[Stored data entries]
========================
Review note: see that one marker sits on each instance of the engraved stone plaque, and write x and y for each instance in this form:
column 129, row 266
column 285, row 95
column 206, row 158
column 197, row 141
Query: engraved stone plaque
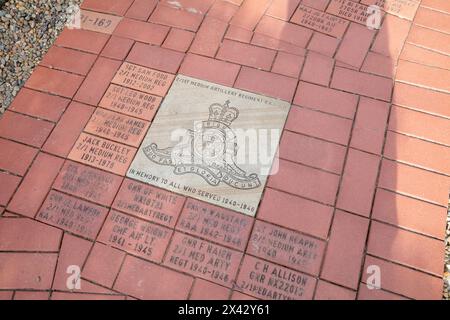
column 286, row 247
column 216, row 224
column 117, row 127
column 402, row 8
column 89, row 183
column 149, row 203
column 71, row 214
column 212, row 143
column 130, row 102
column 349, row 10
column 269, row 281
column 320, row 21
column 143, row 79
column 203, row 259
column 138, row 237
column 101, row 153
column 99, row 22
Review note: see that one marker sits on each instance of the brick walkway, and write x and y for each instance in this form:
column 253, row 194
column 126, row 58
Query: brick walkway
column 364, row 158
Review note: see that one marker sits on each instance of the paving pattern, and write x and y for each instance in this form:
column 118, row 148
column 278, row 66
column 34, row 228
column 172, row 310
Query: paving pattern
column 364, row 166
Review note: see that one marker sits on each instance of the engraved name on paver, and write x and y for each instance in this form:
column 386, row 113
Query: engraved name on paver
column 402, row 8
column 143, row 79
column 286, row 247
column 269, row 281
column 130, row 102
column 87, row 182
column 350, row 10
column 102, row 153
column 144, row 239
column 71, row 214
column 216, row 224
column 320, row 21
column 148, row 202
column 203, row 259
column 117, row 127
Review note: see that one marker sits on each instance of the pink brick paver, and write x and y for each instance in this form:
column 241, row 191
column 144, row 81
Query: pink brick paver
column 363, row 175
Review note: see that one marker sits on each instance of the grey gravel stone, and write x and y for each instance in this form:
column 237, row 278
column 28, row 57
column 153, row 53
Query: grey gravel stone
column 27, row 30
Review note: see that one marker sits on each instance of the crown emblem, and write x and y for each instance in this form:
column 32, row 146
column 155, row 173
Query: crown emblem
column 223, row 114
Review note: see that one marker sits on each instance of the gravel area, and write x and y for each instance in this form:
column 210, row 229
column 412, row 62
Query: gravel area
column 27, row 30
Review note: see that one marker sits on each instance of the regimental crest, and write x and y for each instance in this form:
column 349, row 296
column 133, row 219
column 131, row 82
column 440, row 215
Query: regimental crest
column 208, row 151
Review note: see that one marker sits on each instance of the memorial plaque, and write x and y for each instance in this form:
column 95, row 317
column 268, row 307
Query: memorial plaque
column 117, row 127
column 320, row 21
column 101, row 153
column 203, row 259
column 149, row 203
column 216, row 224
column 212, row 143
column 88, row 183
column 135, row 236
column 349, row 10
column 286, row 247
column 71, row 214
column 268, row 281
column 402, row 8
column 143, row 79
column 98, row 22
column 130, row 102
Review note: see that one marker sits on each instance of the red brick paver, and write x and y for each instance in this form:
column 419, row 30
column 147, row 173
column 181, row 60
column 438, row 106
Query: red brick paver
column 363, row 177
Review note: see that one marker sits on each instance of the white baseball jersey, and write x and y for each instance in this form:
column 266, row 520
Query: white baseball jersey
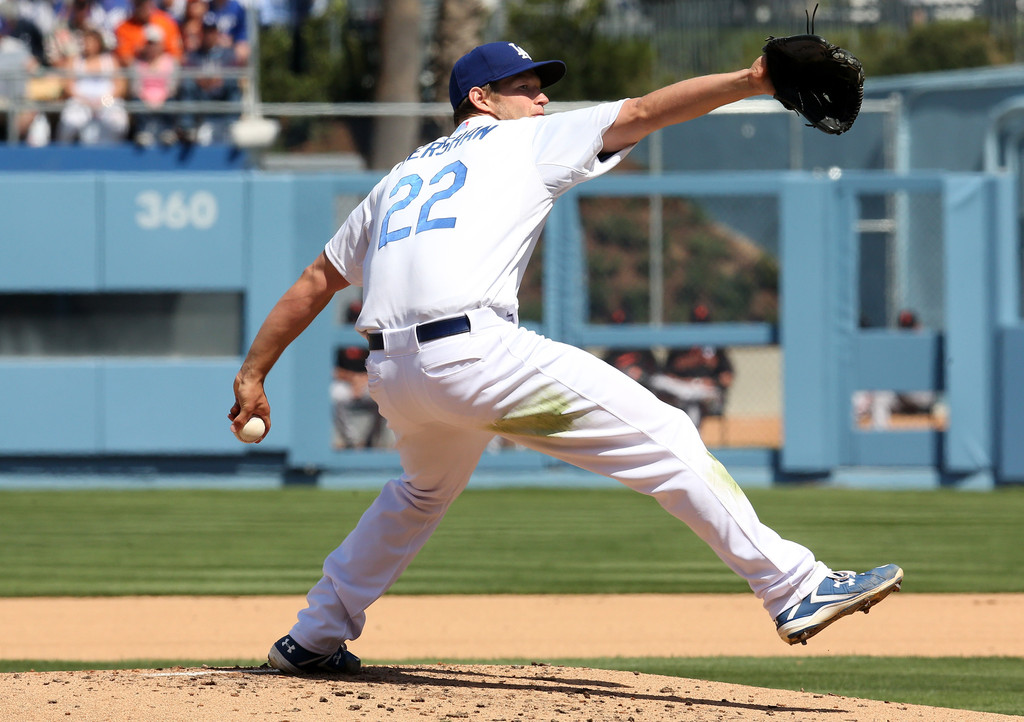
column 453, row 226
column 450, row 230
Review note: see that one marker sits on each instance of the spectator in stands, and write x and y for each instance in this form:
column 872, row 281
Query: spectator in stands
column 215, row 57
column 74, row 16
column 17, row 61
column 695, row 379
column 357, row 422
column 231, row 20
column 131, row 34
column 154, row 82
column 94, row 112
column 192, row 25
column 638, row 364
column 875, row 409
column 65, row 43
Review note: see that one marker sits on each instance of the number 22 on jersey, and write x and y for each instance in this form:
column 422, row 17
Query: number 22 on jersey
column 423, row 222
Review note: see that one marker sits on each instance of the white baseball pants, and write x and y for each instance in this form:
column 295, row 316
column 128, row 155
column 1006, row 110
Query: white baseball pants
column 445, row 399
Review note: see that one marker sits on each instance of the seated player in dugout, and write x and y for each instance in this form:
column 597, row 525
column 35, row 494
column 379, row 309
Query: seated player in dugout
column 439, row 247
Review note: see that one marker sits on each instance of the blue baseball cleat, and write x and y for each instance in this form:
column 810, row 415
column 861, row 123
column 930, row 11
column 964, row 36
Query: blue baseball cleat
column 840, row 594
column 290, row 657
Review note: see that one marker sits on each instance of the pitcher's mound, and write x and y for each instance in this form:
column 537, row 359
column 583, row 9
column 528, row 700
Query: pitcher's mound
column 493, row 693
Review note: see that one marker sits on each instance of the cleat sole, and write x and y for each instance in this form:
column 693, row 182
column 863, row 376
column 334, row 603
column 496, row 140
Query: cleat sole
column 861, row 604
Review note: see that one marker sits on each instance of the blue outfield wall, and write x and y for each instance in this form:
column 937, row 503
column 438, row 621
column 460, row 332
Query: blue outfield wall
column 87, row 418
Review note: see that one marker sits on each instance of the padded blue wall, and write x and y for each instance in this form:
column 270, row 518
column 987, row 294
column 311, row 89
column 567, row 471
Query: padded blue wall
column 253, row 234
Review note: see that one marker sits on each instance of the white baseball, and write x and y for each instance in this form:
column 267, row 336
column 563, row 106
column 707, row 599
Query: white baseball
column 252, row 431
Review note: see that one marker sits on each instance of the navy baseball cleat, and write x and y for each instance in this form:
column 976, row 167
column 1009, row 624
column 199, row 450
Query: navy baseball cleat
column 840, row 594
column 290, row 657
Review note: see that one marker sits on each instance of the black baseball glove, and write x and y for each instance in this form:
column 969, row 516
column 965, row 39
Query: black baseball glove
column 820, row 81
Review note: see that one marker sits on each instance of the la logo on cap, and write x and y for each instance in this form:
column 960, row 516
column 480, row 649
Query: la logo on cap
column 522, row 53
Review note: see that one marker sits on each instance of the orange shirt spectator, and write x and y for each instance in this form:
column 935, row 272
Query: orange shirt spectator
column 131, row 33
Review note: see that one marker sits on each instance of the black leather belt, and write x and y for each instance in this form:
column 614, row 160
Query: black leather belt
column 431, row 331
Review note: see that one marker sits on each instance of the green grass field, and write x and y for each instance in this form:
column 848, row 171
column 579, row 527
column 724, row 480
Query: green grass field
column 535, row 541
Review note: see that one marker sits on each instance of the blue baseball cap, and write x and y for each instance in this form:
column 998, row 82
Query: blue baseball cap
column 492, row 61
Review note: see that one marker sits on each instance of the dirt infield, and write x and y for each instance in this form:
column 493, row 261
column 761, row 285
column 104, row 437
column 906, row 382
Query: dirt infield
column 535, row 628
========================
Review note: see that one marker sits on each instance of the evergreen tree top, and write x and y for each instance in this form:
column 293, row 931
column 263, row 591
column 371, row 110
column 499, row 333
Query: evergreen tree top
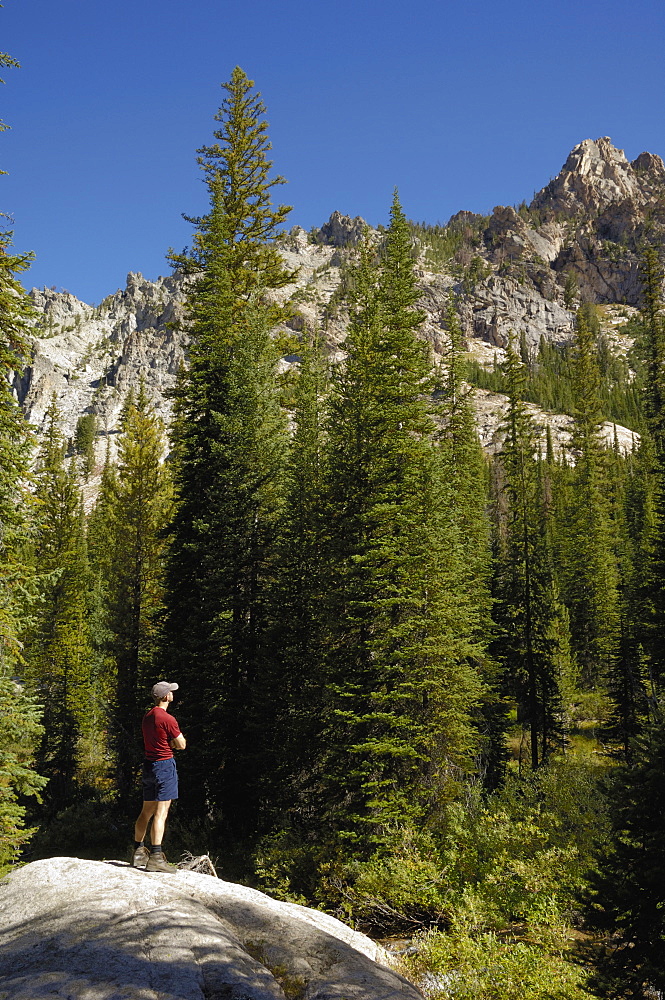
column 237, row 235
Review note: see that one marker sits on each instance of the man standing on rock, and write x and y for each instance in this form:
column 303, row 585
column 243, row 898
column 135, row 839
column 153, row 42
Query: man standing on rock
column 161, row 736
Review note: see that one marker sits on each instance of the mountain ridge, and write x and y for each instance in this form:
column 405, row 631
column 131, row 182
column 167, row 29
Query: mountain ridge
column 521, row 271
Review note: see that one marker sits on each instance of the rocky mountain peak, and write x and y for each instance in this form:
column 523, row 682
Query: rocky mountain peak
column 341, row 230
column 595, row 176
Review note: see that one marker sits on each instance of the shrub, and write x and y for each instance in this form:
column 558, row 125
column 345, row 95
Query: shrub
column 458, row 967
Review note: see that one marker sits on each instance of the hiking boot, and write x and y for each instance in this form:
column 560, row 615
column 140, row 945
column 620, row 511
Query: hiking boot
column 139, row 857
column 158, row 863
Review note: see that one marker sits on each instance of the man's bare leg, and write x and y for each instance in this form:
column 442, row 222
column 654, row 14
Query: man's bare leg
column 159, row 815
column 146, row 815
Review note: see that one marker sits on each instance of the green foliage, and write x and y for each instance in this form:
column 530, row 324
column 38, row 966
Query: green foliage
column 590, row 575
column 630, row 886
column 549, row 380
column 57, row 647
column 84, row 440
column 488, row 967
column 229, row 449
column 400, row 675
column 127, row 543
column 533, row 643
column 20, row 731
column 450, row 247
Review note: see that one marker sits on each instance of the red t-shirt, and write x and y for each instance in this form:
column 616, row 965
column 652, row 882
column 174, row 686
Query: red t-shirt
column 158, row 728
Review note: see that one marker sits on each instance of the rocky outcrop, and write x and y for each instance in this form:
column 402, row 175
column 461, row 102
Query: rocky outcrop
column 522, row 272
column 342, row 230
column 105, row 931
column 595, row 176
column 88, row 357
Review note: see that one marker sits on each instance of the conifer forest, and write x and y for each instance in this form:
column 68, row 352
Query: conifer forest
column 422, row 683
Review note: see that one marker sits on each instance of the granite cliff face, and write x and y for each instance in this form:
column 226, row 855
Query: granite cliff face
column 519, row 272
========================
- Work to complete
Take the stretch of lines above from the one containing "column 1009, row 624" through the one containing "of the dirt" and repeat it exactly, adding no other line.

- Output below
column 1009, row 624
column 199, row 450
Query: navy baseball cleat
column 840, row 594
column 290, row 657
Review note: see that one marker sits on each instance of the black baseball glove, and write x and y for each instance in this form:
column 969, row 516
column 965, row 39
Query: black baseball glove
column 820, row 81
Review note: see that one marker sits on each instance of the la logo on cap, and write x and y for each instance in this form:
column 960, row 516
column 480, row 649
Query: la logo on cap
column 522, row 53
Review note: see that one marker sits on each instance of the orange shirt spectator, and write x and y for each instance in this form:
column 935, row 272
Query: orange shirt spectator
column 131, row 33
Review note: see that one marker sits on each instance of the black leather belt, and write x and y for each instance in this form:
column 614, row 160
Query: black leather belt
column 431, row 331
Review note: see that one marker sits on each instance of the green grass field, and write x and y for each instance in this form:
column 848, row 171
column 579, row 527
column 724, row 480
Query: green grass field
column 535, row 541
Review note: see that one marker sits on each instance of the blue baseball cap, and write x and y for each instance in this form:
column 998, row 82
Query: blue baseball cap
column 492, row 61
Review note: see that one marker sits on each instance of the dirt infield, and write x and y for each instance in this form:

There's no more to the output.